*What needs to be done*
Here are some entries; quote each one exactly.

*Available data*
------

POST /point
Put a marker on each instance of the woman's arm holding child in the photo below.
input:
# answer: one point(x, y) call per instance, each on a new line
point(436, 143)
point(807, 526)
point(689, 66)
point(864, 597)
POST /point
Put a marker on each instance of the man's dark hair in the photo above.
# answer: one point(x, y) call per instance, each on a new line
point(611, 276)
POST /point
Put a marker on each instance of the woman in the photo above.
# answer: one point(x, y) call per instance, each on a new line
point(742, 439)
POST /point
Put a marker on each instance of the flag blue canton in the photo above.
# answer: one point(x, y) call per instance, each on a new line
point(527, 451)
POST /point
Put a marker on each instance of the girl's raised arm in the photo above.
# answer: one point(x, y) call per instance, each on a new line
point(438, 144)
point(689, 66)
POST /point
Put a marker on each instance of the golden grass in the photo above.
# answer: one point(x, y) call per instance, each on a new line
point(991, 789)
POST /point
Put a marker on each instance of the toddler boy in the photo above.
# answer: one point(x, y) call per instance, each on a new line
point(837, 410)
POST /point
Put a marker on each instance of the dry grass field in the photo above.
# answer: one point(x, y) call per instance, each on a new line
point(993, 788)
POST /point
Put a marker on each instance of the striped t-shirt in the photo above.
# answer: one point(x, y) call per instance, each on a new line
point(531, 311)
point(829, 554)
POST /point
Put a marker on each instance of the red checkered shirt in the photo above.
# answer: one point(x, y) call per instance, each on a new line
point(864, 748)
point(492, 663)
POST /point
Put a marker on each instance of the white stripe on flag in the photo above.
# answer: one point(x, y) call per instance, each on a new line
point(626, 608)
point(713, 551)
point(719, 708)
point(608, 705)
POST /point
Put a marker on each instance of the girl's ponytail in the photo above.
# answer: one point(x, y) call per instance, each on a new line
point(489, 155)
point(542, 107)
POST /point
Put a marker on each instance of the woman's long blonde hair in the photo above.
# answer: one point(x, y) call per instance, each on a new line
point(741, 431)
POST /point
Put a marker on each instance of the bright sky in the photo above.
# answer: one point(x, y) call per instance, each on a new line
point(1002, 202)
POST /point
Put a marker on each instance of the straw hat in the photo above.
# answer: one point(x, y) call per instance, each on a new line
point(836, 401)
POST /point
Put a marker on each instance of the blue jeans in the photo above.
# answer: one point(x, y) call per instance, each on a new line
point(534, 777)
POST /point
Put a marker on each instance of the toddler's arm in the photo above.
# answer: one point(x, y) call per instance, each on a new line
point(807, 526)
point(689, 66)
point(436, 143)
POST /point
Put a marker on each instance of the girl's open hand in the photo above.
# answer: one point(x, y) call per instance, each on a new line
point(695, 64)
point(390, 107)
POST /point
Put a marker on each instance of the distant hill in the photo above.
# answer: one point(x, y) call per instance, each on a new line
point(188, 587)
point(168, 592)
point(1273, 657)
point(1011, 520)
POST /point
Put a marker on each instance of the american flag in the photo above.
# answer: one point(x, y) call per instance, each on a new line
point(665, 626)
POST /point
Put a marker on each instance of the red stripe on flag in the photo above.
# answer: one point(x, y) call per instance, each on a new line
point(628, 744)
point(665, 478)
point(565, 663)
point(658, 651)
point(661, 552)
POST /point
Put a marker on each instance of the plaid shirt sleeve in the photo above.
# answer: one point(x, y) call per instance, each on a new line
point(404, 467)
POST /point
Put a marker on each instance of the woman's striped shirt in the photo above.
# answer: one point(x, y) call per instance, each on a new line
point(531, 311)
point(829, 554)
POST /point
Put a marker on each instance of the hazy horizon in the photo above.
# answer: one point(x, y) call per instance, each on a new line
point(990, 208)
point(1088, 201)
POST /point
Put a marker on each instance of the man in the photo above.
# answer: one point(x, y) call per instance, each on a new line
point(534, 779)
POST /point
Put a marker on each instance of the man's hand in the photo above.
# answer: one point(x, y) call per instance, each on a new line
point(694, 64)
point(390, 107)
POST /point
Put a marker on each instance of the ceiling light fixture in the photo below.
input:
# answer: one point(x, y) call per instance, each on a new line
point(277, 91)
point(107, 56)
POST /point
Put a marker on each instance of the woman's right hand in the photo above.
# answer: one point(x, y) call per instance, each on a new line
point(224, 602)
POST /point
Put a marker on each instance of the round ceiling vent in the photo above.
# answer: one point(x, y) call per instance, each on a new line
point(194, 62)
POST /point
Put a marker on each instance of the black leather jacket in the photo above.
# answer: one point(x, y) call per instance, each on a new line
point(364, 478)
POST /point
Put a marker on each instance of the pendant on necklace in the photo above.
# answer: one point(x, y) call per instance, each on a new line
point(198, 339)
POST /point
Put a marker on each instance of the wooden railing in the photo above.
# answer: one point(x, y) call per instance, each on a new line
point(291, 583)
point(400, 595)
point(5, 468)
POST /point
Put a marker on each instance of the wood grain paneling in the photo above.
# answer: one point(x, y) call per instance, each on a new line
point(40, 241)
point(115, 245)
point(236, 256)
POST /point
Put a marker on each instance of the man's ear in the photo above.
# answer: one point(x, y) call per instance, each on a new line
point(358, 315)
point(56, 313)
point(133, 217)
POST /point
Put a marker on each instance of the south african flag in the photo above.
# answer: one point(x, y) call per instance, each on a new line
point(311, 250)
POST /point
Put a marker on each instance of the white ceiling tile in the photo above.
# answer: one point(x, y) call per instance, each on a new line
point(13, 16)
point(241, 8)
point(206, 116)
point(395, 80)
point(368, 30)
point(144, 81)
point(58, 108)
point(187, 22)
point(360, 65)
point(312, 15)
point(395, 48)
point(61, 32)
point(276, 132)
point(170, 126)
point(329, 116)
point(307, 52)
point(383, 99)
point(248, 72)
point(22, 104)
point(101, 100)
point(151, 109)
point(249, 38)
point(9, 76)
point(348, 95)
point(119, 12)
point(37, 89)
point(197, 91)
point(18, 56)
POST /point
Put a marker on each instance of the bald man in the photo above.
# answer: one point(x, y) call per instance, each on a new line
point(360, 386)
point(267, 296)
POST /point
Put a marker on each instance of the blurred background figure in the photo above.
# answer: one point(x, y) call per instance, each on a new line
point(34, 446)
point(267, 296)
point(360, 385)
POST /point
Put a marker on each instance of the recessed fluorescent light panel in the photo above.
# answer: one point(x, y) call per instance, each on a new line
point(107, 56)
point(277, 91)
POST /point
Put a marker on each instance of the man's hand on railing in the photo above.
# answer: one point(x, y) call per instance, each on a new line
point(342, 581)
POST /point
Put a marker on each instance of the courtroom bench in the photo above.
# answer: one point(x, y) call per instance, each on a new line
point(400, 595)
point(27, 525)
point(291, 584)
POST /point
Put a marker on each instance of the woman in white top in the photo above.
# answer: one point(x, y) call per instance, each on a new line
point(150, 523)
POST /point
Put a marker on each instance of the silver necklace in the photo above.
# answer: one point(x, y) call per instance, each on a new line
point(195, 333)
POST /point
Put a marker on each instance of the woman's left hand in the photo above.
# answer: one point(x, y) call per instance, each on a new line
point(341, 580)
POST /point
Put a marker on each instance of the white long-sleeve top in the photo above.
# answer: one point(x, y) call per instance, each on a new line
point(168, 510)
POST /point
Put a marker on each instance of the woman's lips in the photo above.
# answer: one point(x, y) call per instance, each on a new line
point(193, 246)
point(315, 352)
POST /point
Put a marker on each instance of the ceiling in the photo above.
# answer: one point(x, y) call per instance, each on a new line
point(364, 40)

------

*Correct output*
POST /point
Put a marker on each instance of the woman's arm holding child in the photo below.
input:
# answer: one point(x, y) call per instance, each on a new line
point(436, 143)
point(807, 526)
point(689, 66)
point(864, 597)
POST /point
Put a marker on each instance of the man's dark hair in the photo above.
# answer: one point(x, y) call per instance, each on a new line
point(611, 276)
POST /point
Put a marker on each instance of the woman in the photo above.
# answer: one point(x, y) call per instance, each on a new line
point(742, 439)
POST /point
Put a marker on each instance of the flag blue canton in the photo above.
# answer: one point(x, y) call per instance, each on a new line
point(527, 451)
POST /point
Put a marker on each instance of the girl's raised arm in the photo above.
# answer: one point(x, y) call per instance, each on a new line
point(438, 144)
point(689, 66)
POST /point
Put a marker on each instance of the golden grass in the photo above.
# answer: one point(x, y) call per instance, each on a new line
point(991, 789)
POST /point
Put a marker on each instance of the toddler boy in the photo above.
# answer: one point(x, y) call per instance, each on a new line
point(837, 410)
POST /point
Put a marker on each instance of the dry grass field in the photo above.
# answer: one point(x, y) call per instance, each on a new line
point(993, 788)
POST /point
Put a marker on each instance of the striped t-shirt in the photo above.
# answer: one point(x, y) call per instance, each on a new line
point(531, 311)
point(829, 554)
POST /point
Put a marker on each instance of the red checkered shirt in the photo above.
# answer: one point(x, y) call per instance, each on a new line
point(864, 748)
point(492, 663)
POST /point
Put a marker on each instance of the white stripe on flag in the photo above.
# answer: one point(x, y) call per instance, each on a new line
point(626, 608)
point(713, 551)
point(719, 708)
point(608, 705)
POST /point
Put a marker on each instance of the girl's ponytail in the photo above.
# answer: one point(x, y) call per instance, each on a new line
point(489, 155)
point(542, 107)
POST /point
Put a marker on each instance of the woman's long blonde hair in the photo above.
# answer: one point(x, y) call per instance, each on a new line
point(741, 431)
POST /point
Put a marker on each instance of the bright sky in the photo above.
# answer: one point(x, y) call per instance, each on a new line
point(1002, 202)
POST /point
Put a marker on each instance of the straw hat in the photo above.
# answer: one point(x, y) call per instance, each on a new line
point(836, 401)
POST /point
Put a marker on each instance of the blue jeans in the photo above.
# answer: one point(x, y) call per instance, each on a new line
point(534, 777)
POST /point
Put a marker on each instance of the toddler's arm in the photo above.
# answer: one point(x, y) call per instance, each on a new line
point(807, 526)
point(689, 66)
point(436, 143)
POST /point
Put a marker on each instance of the girl's open hand in the photo above.
# answer: one point(x, y) call per instance, each on a new line
point(695, 64)
point(390, 107)
POST /point
Put a marker on each instance of the distant hill in the photo above.
# answer: one point(x, y) call per instance, each on a new line
point(188, 587)
point(168, 592)
point(1273, 657)
point(1011, 520)
POST /point
Put a marker on each instance of the american flag in the photo above.
# answer: one point(x, y) call per instance, each on a new line
point(665, 626)
POST /point
Put a marker on each instance of the red stripe on flag in the photo above.
# answer: one point(x, y) call per instance, each on a new line
point(628, 744)
point(665, 478)
point(565, 663)
point(658, 651)
point(661, 552)
POST /point
Put a marker on each instance of the plaid shirt sleeve in the photo above.
# answer: one point(x, y) call per instance, each on a new line
point(404, 467)
POST /point
Put a marker on each instance of the woman's striped shirt in the photo above.
# answer: one point(x, y) call per instance, each on a new line
point(531, 311)
point(829, 554)
POST /point
Put a marker on each instance of the hazy horizon in the photo above.
# answer: one point(x, y) call per instance, each on a new line
point(990, 208)
point(1088, 201)
POST /point
Put a marker on each instance of the man in the photo above.
# answer: one point(x, y) call per instance, each on a new line
point(534, 779)
POST /point
Put a marker on each instance of the man's hand in the photo above.
# answer: one point(x, y) call per instance, each on a new line
point(694, 64)
point(390, 107)
POST /point
Put a marker on each instance of the ceiling light fixture in the photo below.
input:
# answer: one point(x, y) call per instance, each on a new line
point(277, 91)
point(107, 56)
POST /point
Put a marker on each instance of the woman's right hand in the photo above.
# answer: one point(x, y) call per instance, each on a new line
point(224, 602)
POST /point
Put a marker on each instance of the round ceiling vent in the photo above.
# answer: one point(x, y) call per instance, each on a new line
point(194, 62)
POST /point
Put a marker on each instance of the black leather jacket in the photo above.
# answer: one point(x, y) call per instance, each on a new line
point(364, 478)
POST /point
Put a marker on each instance of the pendant on necklace in the photo above.
# answer: one point(x, y) call per instance, each on a new line
point(198, 339)
POST /point
Put a marker on each instance of the wooden railing in the photo above.
# answer: one point(x, y) call per instance, each on a new line
point(291, 583)
point(400, 595)
point(5, 468)
POST /point
Put a marker on each instance of the wood grain paneling in the photo above.
# answer: one point(x, y) call per instance, each on a new line
point(40, 241)
point(115, 245)
point(236, 256)
POST /point
Put a marker on each instance of the man's ear in the photo above.
# answer: one point(x, y) call per instance, each on a new line
point(358, 315)
point(56, 313)
point(133, 217)
POST /point
Put a marker on each instance of the south african flag in the photo above.
# answer: one point(x, y) call per instance, each on a new line
point(311, 250)
POST /point
Put a marker on each instance of the white ceiling tile in the photo above.
# answer: one point(x, y) call per instance, each on a new line
point(13, 16)
point(241, 8)
point(206, 116)
point(395, 80)
point(368, 30)
point(144, 81)
point(58, 108)
point(187, 22)
point(360, 65)
point(312, 15)
point(395, 48)
point(61, 32)
point(276, 132)
point(170, 126)
point(329, 116)
point(307, 52)
point(383, 99)
point(248, 72)
point(22, 104)
point(101, 100)
point(151, 109)
point(249, 38)
point(9, 76)
point(348, 95)
point(119, 12)
point(37, 89)
point(197, 91)
point(18, 56)
POST /point
Put a marker on each instance of the bald man in the photo above.
# answer: one point(x, y) call per instance, each on a new line
point(360, 386)
point(267, 296)
POST /point
Put a marker on each instance of the blurred background figure in the photo above.
# answer: one point(x, y) call per instance, each on a new line
point(34, 446)
point(267, 296)
point(360, 385)
POST /point
Put a marker on each instance of the recessed fluorescent light panel in the photo above.
# answer: one point(x, y) call per instance, each on a new line
point(107, 56)
point(277, 91)
POST /point
Put a marker on each instance of the man's hand on railing in the photo above.
# answer: one point(x, y) call per instance, each on a new line
point(342, 581)
POST /point
Put a marker on each instance of the courtroom bench in the photo above.
# answer: one point(x, y) call per instance, each on a new line
point(400, 595)
point(27, 525)
point(291, 584)
POST /point
Put a marker on each instance of the woman in white top in the photo above.
# answer: one point(x, y) call per instance, each on a new line
point(150, 523)
POST /point
Put a marker on each instance of the silver necklace in the photo above.
# answer: one point(x, y) call per instance, each on a new line
point(195, 333)
POST /point
Put a marker on each instance of the woman's left hand in the photo above.
# answer: one point(x, y) call per instance, each on a new line
point(341, 580)
POST /point
Put a marker on each instance of the white long-sleeve top in the photo above.
# answer: one point(x, y) call per instance, each on a new line
point(168, 510)
POST /point
Put a marker on each instance of the woman's lips in the photo above.
# answer: one point(x, y) call per instance, each on a new line
point(193, 246)
point(315, 352)
POST /point
Put a marker on each instance of the ceiling in the photo above.
# answer: one point(x, y) call per instance, each on a new line
point(364, 40)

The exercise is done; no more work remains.